[Rows from a pointing dataset]
====================
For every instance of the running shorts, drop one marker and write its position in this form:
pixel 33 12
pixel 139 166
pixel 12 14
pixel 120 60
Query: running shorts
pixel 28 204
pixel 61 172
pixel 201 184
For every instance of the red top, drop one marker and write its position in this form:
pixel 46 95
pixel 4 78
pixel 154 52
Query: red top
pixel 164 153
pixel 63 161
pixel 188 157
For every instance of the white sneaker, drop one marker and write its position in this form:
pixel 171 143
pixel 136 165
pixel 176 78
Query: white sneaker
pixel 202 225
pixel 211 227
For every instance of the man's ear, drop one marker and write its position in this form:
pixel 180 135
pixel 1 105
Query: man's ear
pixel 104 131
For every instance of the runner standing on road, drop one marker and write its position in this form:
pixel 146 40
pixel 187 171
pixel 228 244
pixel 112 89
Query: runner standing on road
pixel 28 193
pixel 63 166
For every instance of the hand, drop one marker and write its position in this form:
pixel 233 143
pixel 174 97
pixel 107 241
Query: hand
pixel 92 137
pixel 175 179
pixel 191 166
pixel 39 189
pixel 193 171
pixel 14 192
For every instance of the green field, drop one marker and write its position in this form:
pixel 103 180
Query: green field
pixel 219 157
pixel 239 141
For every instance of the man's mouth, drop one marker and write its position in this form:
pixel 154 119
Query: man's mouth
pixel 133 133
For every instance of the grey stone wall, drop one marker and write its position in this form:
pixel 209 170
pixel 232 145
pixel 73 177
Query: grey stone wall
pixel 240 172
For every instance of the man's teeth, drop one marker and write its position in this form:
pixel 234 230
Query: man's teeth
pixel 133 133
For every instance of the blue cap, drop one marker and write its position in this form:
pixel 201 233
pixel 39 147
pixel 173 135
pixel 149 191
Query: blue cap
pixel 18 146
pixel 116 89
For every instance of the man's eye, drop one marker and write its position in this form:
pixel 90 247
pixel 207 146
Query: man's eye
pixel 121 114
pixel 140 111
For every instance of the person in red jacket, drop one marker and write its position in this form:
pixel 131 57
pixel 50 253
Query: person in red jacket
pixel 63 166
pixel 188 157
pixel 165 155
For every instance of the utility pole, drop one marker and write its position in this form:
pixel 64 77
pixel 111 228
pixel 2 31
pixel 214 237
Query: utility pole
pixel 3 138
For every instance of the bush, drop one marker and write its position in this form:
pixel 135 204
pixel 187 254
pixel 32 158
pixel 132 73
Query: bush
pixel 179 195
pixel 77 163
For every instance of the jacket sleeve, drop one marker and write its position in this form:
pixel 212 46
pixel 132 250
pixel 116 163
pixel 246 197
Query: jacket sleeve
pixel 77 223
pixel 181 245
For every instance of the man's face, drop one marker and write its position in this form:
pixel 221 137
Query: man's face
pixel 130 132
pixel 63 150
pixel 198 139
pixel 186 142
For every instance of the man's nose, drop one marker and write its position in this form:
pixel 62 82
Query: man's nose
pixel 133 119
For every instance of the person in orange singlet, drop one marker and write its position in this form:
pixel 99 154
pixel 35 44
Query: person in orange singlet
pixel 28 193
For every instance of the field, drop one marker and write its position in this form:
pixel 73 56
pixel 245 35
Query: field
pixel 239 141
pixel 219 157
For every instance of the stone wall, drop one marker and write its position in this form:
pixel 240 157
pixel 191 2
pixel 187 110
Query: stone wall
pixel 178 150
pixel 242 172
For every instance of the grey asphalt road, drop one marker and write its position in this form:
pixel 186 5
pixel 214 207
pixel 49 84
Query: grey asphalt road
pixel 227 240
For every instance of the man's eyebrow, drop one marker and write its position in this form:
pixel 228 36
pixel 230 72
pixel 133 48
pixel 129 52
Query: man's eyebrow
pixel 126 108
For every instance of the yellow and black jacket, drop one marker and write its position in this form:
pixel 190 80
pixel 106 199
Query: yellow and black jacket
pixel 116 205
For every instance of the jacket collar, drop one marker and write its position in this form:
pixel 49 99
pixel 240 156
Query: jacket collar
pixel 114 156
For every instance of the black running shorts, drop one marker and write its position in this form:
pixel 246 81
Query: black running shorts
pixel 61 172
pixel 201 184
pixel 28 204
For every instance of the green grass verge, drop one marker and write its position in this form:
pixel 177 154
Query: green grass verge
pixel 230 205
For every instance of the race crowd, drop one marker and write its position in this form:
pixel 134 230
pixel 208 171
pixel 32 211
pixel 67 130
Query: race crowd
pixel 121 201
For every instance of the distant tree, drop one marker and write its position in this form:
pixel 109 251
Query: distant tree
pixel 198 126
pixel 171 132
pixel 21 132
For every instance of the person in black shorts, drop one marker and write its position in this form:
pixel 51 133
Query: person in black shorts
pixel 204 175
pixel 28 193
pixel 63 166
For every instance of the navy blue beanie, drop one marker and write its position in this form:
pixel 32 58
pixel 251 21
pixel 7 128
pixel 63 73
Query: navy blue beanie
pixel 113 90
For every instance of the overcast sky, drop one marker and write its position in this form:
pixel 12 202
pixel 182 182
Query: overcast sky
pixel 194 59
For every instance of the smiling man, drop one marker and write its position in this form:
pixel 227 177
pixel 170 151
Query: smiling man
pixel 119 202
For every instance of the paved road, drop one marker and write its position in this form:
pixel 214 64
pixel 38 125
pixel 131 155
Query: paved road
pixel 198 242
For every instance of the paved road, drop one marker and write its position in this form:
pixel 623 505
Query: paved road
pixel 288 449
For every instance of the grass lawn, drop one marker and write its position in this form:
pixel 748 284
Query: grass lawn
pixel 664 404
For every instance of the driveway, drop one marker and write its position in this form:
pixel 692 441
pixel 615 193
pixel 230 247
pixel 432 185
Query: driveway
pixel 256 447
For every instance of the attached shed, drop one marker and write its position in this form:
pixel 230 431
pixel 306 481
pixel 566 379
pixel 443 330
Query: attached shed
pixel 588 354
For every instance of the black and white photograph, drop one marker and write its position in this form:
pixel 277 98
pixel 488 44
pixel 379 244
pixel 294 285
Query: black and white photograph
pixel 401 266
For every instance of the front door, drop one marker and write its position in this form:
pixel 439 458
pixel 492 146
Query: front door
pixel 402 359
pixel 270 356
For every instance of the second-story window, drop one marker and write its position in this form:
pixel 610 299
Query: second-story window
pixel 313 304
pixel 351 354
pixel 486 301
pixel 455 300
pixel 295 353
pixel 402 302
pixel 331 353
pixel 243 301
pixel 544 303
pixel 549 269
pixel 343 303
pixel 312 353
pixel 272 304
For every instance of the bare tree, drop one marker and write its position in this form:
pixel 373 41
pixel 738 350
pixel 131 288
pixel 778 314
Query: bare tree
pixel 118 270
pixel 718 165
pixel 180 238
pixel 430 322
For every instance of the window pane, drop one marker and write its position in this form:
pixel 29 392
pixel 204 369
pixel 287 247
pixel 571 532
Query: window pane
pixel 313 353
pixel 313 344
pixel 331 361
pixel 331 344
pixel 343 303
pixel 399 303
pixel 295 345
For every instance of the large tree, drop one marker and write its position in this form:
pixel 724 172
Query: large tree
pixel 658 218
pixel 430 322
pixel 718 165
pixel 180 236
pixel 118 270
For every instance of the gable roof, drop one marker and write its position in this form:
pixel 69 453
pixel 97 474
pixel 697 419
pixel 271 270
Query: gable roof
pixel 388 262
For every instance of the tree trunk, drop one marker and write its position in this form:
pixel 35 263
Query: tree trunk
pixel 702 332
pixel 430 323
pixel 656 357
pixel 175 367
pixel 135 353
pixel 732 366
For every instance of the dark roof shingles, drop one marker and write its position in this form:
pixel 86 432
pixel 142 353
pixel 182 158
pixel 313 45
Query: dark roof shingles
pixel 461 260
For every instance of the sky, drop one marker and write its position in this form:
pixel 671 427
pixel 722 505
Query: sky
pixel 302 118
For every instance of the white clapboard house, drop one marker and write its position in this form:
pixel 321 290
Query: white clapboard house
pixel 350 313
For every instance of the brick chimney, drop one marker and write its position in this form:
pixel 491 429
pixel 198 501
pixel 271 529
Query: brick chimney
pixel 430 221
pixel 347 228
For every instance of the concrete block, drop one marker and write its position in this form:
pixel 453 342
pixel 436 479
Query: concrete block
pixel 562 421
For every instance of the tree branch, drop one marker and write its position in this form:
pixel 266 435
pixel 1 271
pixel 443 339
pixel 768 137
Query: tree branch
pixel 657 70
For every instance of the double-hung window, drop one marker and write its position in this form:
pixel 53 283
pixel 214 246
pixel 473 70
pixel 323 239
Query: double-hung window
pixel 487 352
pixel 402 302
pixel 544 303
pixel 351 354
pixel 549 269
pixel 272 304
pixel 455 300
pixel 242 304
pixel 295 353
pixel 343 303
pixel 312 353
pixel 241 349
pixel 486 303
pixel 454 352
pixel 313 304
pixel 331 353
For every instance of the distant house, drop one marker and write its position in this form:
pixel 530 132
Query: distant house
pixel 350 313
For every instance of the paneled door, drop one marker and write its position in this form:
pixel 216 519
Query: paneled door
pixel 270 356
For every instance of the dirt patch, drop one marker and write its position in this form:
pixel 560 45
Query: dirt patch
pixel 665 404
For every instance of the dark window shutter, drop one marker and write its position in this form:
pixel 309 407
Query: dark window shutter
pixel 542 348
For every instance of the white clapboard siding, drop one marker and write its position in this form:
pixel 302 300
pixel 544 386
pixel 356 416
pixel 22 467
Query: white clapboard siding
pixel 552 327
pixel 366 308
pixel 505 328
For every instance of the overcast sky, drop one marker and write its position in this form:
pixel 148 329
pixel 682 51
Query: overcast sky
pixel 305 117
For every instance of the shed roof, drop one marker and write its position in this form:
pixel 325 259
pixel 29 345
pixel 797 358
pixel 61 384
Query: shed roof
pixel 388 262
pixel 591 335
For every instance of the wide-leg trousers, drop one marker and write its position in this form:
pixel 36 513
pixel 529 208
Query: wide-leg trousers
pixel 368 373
====================
Recast the lines from the one with "For every instance of the utility" up to and including the one with "pixel 242 172" as a numbered list, leaving out any blank lines.

- Exercise result:
1. For every instance of the utility pole, drop one marker and write its position in this form:
2. pixel 64 77
3. pixel 111 228
4. pixel 2 31
5. pixel 214 237
6. Query: utility pole
7. pixel 3 138
8. For every instance of the bush, drop one marker and write its position in this form:
9. pixel 135 204
10. pixel 187 254
11. pixel 32 158
12. pixel 132 73
13. Query: bush
14. pixel 179 195
15. pixel 77 163
16. For every instance of the jacket sleeve, drop one marker and write its position in this form:
17. pixel 212 46
18. pixel 132 250
19. pixel 116 163
20. pixel 246 197
21. Query: jacket sleeve
22. pixel 77 223
23. pixel 181 245
24. For every instance of the man's face, drop one marker and write its position in this form:
25. pixel 221 137
26. Query: man's face
27. pixel 130 132
28. pixel 63 150
29. pixel 198 139
30. pixel 186 142
31. For every instance of the man's nose, drop one marker and write its position in this form:
32. pixel 62 82
33. Query: man's nose
34. pixel 133 119
35. For every instance of the person in orange singlet, drop one marker and write its position in this form:
36. pixel 99 154
37. pixel 35 44
38. Query: person in orange singlet
39. pixel 28 193
40. For every instance of the field, drop one marker and write its position in this form:
41. pixel 73 56
42. pixel 245 35
43. Query: field
44. pixel 239 141
45. pixel 219 157
46. For every instance of the stone wall, drop one marker and write its position in this form:
47. pixel 240 157
48. pixel 191 2
49. pixel 187 110
50. Query: stone wall
51. pixel 178 150
52. pixel 242 172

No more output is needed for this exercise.